• [Brontekst]
***

De omstandigheid dat een instelling of agentschap in het besluit naar aanleiding van de administratieve klacht de argumenten ten gronde heeft beantwoord zonder in te gaan op de eventualiteit dat deze te laat was ingediend en derhalve niet-ontvankelijk was, of de belanghebbende daarin zelfs uitdrukkelijk heeft aangegeven dat hij het besluit voor de rechter kon betwisten, heeft dus geen invloed op de beoordeling door het Gerecht voor ambtenarenzaken van de ontvankelijkheid van het beroep dat vervolgens tegen dat besluit wordt ingesteld. Dergelijke omstandigheden kunnen immers niet tot gevolg hebben dat wordt afgeweken van het bij de artikelen 90 en 91 van het Statuut ingevoerde stelsel van dwingende termijnen en nog minder dat het Gerecht wordt ontslagen van zijn verplichting om de eerbiediging van de statutaire termijnen te controleren.

(cf. punten 28 en 29)

***

• [Records uit een gegevensset]
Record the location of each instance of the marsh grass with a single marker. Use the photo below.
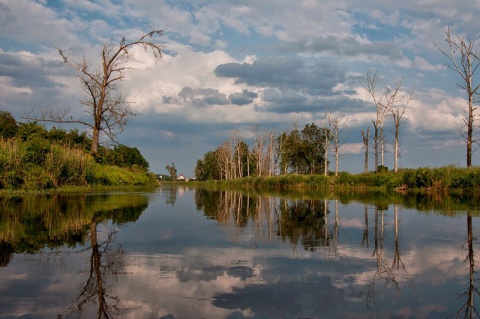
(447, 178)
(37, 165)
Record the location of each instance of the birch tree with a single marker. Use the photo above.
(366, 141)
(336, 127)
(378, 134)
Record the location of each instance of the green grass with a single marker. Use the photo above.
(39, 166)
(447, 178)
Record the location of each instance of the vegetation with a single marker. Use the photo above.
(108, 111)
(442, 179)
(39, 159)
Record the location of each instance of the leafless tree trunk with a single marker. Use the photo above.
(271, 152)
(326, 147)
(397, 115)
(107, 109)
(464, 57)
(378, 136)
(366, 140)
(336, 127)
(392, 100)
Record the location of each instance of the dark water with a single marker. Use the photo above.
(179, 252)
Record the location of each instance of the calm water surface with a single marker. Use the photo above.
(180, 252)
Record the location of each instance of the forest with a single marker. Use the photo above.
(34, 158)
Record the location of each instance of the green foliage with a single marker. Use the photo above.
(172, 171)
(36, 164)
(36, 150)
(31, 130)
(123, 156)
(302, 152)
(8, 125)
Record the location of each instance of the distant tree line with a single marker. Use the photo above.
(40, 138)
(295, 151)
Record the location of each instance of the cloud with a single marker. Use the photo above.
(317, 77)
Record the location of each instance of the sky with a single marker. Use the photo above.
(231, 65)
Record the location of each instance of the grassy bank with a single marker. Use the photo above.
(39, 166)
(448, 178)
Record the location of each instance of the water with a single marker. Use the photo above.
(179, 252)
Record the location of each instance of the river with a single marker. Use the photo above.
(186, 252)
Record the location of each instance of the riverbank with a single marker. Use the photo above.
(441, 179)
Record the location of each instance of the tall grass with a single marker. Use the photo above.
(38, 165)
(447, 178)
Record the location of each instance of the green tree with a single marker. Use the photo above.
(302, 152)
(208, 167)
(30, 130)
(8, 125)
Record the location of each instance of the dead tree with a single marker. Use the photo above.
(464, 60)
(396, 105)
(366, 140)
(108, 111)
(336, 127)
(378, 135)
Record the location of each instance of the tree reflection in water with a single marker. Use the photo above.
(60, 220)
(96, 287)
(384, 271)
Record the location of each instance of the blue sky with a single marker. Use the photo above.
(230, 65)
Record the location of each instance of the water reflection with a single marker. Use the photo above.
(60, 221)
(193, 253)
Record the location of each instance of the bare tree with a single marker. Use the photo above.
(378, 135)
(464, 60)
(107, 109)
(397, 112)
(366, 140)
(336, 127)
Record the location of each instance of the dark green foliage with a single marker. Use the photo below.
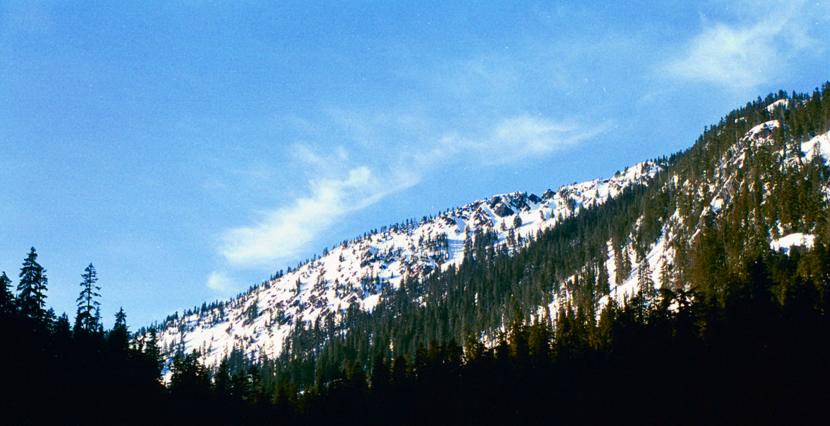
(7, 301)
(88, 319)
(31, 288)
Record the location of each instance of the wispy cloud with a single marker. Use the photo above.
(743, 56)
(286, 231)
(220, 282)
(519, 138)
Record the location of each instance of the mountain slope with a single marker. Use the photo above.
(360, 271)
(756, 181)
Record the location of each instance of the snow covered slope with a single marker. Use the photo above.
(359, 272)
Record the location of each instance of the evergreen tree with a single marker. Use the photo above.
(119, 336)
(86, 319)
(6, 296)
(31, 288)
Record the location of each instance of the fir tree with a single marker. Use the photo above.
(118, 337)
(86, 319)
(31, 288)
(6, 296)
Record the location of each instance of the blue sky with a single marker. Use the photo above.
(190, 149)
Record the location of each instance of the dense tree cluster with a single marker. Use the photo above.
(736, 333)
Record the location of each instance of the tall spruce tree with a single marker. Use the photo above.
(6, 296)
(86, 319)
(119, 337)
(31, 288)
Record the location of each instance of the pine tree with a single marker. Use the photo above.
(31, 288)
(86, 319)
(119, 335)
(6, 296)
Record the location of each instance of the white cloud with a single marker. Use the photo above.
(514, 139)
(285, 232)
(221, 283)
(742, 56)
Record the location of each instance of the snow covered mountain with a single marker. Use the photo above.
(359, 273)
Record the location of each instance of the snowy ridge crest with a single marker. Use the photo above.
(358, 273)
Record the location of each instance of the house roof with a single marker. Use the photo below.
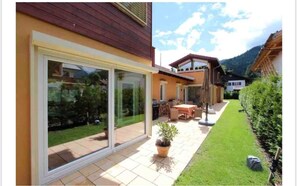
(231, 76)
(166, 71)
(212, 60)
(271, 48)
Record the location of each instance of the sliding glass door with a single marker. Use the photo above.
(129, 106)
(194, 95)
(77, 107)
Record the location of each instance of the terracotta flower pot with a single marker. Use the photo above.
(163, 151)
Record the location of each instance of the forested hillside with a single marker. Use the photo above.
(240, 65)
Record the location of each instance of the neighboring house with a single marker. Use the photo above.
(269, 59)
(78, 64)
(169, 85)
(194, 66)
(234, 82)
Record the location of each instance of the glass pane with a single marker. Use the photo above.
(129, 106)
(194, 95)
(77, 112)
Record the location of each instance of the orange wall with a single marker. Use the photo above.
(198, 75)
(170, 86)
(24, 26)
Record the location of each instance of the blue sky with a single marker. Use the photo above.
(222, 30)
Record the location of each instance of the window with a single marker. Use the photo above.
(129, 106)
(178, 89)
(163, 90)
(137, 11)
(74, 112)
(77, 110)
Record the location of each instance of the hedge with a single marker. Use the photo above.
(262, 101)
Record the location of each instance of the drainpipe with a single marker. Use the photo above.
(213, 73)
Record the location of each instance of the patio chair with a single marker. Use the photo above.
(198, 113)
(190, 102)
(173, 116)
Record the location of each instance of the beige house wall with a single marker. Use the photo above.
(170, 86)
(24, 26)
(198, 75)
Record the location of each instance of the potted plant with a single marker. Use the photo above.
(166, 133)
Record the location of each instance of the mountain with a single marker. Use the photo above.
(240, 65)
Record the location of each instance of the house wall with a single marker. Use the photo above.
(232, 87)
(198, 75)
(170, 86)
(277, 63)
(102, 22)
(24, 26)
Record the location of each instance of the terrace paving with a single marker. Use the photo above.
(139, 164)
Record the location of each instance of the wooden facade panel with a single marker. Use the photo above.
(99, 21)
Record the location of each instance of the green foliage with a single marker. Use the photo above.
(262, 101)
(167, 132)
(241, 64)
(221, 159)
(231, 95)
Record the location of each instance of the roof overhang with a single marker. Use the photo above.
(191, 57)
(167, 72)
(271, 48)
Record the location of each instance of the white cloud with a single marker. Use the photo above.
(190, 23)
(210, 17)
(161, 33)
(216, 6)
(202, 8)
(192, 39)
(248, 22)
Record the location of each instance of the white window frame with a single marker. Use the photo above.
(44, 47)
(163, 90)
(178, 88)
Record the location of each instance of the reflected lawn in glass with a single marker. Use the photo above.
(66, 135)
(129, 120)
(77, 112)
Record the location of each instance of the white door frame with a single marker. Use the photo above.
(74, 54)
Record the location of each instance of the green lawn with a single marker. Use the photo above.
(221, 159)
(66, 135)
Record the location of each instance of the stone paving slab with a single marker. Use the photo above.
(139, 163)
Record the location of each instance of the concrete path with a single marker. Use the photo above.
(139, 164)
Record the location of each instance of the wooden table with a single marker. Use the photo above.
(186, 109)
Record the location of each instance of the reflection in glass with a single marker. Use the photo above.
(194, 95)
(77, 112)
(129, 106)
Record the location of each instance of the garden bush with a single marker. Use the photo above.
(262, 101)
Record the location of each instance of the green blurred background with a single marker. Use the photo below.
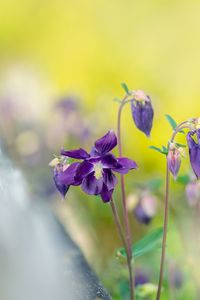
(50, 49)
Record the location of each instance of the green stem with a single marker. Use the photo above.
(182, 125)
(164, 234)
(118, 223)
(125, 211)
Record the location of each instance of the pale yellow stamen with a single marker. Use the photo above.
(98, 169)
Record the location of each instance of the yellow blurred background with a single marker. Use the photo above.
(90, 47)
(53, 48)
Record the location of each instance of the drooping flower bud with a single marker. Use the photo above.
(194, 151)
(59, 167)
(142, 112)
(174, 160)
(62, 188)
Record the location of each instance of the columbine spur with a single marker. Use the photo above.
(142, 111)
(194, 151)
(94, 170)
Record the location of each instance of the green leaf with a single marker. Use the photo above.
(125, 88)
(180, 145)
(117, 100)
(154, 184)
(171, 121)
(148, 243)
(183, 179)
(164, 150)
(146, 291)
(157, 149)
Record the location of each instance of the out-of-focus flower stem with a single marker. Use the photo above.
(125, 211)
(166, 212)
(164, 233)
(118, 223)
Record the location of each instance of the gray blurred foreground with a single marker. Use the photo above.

***

• [Opdrachten]
1. Noem alle getallen die in de brontekst voorkomen, in de volgorde waarin zij verschijnen.
2. Haal uit de brontekst woordelijk alles over vanaf "De omstandigheid dat" tot en met "termijnen te controleren.".

• [Antwoorden per opdracht]
1. 90, 91, 28, 29

2.
De omstandigheid dat een instelling of agentschap in het besluit naar aanleiding van de administratieve klacht de argumenten ten gronde heeft beantwoord zonder in te gaan op de eventualiteit dat deze te laat was ingediend en derhalve niet-ontvankelijk was, of de belanghebbende daarin zelfs uitdrukkelijk heeft aangegeven dat hij het besluit voor de rechter kon betwisten, heeft dus geen invloed op de beoordeling door het Gerecht voor ambtenarenzaken van de ontvankelijkheid van het beroep dat vervolgens tegen dat besluit wordt ingesteld. Dergelijke omstandigheden kunnen immers niet tot gevolg hebben dat wordt afgeweken van het bij de artikelen 90 en 91 van het Statuut ingevoerde stelsel van dwingende termijnen en nog minder dat het Gerecht wordt ontslagen van zijn verplichting om de eerbiediging van de statutaire termijnen te controleren.